▶ [Consegne dell'esercizio]:
A. Secondo il brano sul turismo, perché la maggioranza di governo propone di aumentare l'Iva sulle prestazioni di alberghi e ristoranti? Rispondi in non più di tre frasi.
B. Nel brano sul turismo, quale evento ha contribuito a fermare il settore?
C. Ripeti senza modifiche il tratto del brano sul turismo che va da "Qualcuno s’ostina a" fino a "delle categorie interessate.".

▶ [Brano fornito]:
__________

Qualcuno s’ostina a dire che il turismo e i servizi connessi costituiscono una sorta di miniera d’oro dell’economianazionale, ma altri tentano di soffocare uno dei pochi settori “in tiro” dell’economia nazionale, anche se l’epidemia di coronavirus ci ha messo lo zampino per stopparlo, cui s’aggiunge anche la “manina” della maggioranza di governo che propone di aumentare l’Iva sulle prestazioni rese da alberghi e ristoranti per cercare di chiudere i buchi sempre più grandi che si allargano nel bilancio dello Stato.
Insomma, il solito comportamento schizofrenico di una maggioranza di sinistra con poche idee e molto confuse, che rischia di compromettere anche quel poco che funziona del Paese, scatenando le reazioni delle categorie interessate.

__________

▶ [Dati forniti]:
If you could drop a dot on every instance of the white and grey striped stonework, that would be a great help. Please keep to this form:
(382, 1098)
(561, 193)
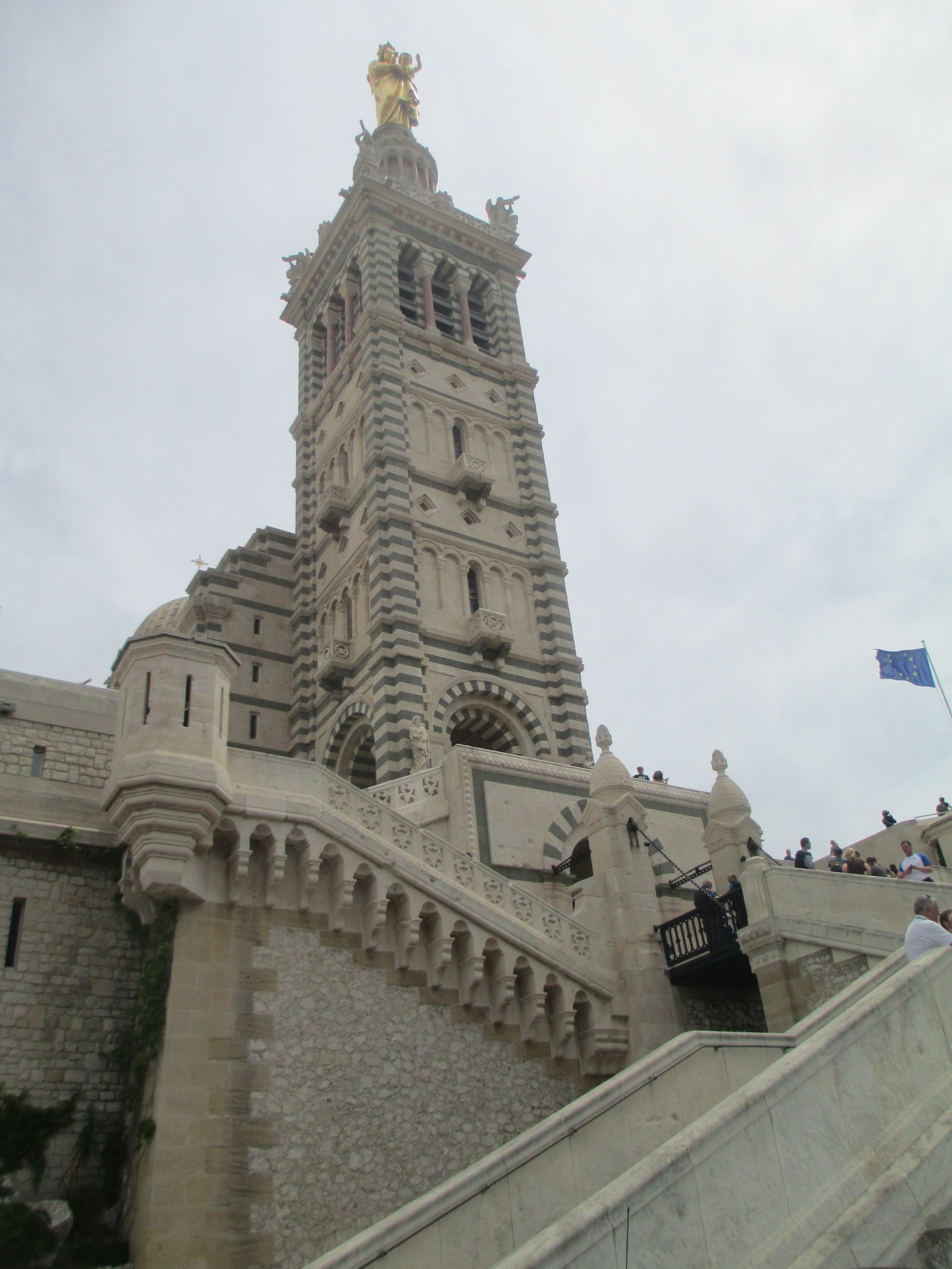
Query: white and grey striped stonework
(408, 653)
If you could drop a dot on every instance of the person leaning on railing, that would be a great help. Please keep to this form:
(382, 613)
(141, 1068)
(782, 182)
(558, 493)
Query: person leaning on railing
(914, 866)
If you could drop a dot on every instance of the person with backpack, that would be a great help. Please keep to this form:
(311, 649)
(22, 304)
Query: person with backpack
(914, 866)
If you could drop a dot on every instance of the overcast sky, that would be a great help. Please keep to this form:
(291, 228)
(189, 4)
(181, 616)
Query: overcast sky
(739, 305)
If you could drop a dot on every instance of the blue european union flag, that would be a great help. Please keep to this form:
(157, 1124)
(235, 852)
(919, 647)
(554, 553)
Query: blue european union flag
(913, 665)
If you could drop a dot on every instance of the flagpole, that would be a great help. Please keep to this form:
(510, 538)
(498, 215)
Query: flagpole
(939, 681)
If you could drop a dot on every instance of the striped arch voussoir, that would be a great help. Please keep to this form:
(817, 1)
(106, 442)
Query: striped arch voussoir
(338, 733)
(563, 828)
(494, 693)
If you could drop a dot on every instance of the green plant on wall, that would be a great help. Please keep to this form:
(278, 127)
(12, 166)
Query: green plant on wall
(144, 1040)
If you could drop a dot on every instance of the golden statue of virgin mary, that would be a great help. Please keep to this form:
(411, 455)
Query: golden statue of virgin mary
(391, 81)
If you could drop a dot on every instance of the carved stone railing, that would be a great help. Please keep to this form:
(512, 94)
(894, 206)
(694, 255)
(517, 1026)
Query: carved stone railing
(334, 664)
(334, 503)
(456, 879)
(417, 790)
(473, 476)
(489, 633)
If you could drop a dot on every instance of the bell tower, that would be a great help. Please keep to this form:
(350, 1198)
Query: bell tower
(427, 575)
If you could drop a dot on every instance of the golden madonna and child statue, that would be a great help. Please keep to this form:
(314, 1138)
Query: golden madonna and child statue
(391, 81)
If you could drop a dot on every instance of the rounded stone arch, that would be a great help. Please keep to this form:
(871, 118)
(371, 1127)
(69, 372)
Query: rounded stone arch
(497, 700)
(565, 832)
(349, 749)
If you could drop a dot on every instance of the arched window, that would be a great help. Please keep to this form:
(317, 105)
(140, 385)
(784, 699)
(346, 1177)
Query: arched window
(444, 301)
(314, 363)
(408, 285)
(479, 315)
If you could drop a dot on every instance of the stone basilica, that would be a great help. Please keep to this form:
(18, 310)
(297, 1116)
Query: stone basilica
(440, 990)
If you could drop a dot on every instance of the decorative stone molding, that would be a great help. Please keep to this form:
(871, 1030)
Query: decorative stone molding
(473, 477)
(334, 664)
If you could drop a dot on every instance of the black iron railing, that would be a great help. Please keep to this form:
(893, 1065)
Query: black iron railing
(707, 932)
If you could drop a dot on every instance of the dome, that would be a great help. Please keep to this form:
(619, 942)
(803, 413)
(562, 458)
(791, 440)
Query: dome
(166, 620)
(608, 772)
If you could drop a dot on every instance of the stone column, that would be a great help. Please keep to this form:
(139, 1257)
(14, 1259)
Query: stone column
(621, 899)
(465, 321)
(429, 314)
(332, 342)
(783, 988)
(730, 835)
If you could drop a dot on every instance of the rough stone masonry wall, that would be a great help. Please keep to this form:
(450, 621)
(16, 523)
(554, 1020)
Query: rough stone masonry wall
(374, 1097)
(73, 757)
(73, 989)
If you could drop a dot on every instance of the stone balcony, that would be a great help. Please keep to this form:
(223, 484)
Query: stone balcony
(473, 477)
(334, 664)
(489, 634)
(333, 504)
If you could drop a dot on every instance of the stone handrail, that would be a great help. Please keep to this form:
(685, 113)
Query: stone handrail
(484, 1187)
(497, 900)
(421, 787)
(876, 1178)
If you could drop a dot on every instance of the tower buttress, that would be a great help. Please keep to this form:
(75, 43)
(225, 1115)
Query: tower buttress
(427, 572)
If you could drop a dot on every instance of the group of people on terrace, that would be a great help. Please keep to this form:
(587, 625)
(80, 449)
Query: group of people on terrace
(913, 866)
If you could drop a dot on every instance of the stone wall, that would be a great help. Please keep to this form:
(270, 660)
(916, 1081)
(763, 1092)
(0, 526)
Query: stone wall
(73, 757)
(73, 989)
(828, 976)
(723, 1009)
(374, 1097)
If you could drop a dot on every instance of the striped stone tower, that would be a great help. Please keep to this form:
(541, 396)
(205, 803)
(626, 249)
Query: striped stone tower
(427, 572)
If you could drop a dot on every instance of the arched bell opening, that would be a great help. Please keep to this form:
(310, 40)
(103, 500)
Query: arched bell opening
(482, 727)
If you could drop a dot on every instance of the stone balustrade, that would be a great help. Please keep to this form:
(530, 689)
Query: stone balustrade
(334, 664)
(489, 633)
(303, 838)
(473, 476)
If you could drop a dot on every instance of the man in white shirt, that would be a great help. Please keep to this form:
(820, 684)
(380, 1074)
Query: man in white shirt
(914, 867)
(924, 931)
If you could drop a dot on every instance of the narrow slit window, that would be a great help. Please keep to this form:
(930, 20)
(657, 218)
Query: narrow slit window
(13, 937)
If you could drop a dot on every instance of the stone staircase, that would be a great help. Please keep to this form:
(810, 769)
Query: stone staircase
(810, 1150)
(301, 838)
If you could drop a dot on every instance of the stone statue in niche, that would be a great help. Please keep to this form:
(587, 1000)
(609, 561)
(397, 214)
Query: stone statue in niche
(501, 214)
(391, 81)
(421, 744)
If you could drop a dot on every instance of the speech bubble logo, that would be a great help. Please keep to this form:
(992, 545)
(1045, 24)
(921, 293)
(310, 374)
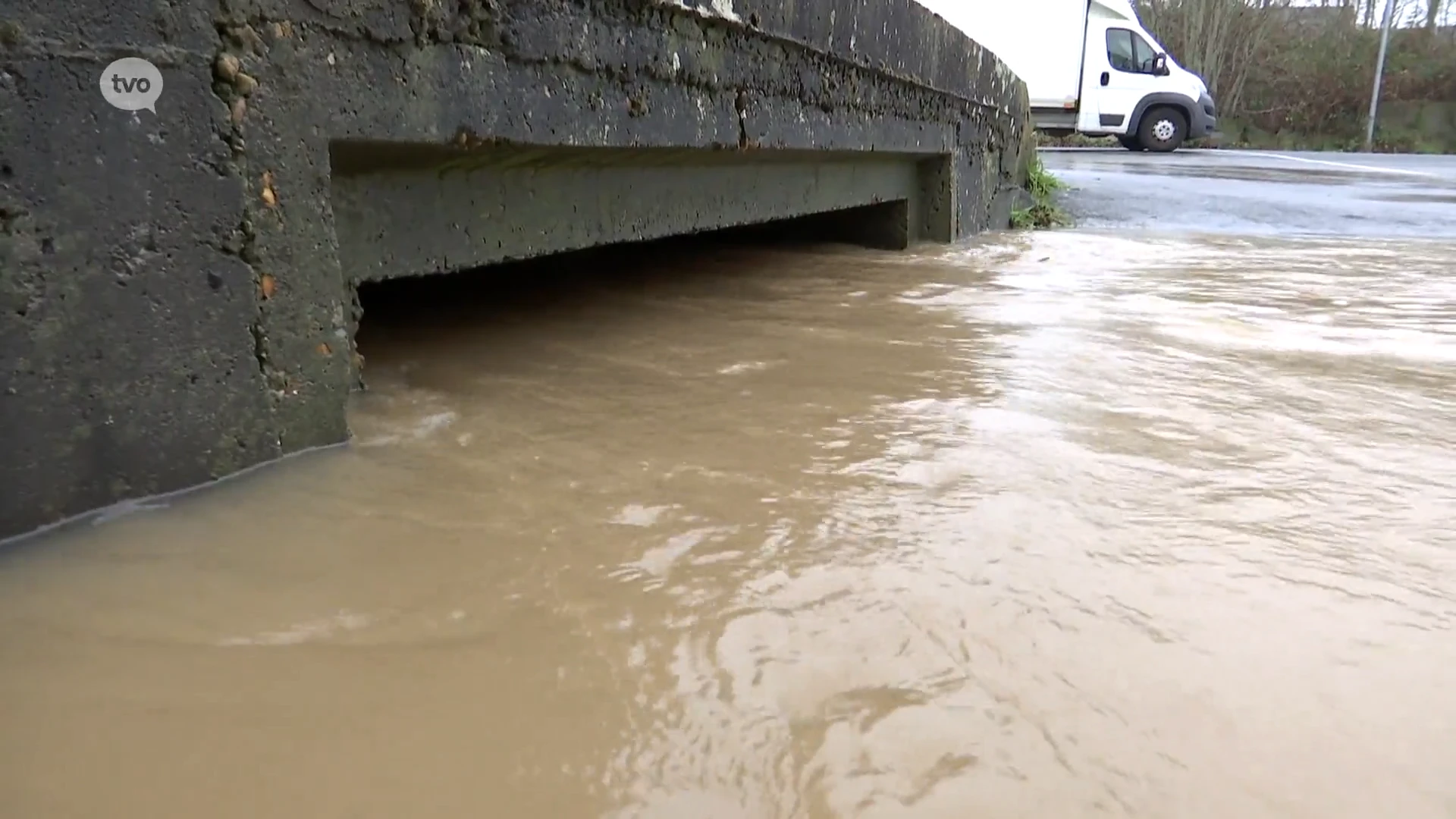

__________

▶ [Risposte per consegna]:
A. La maggioranza propone l'aumento per cercare di chiudere i buchi sempre più grandi che si allargano nel bilancio dello Stato.

B. L'epidemia di coronavirus.

C.
Qualcuno s’ostina a dire che il turismo e i servizi connessi costituiscono una sorta di miniera d’oro dell’economianazionale, ma altri tentano di soffocare uno dei pochi settori “in tiro” dell’economia nazionale, anche se l’epidemia di coronavirus ci ha messo lo zampino per stopparlo, cui s’aggiunge anche la “manina” della maggioranza di governo che propone di aumentare l’Iva sulle prestazioni rese da alberghi e ristoranti per cercare di chiudere i buchi sempre più grandi che si allargano nel bilancio dello Stato.
Insomma, il solito comportamento schizofrenico di una maggioranza di sinistra con poche idee e molto confuse, che rischia di compromettere anche quel poco che funziona del Paese, scatenando le reazioni delle categorie interessate.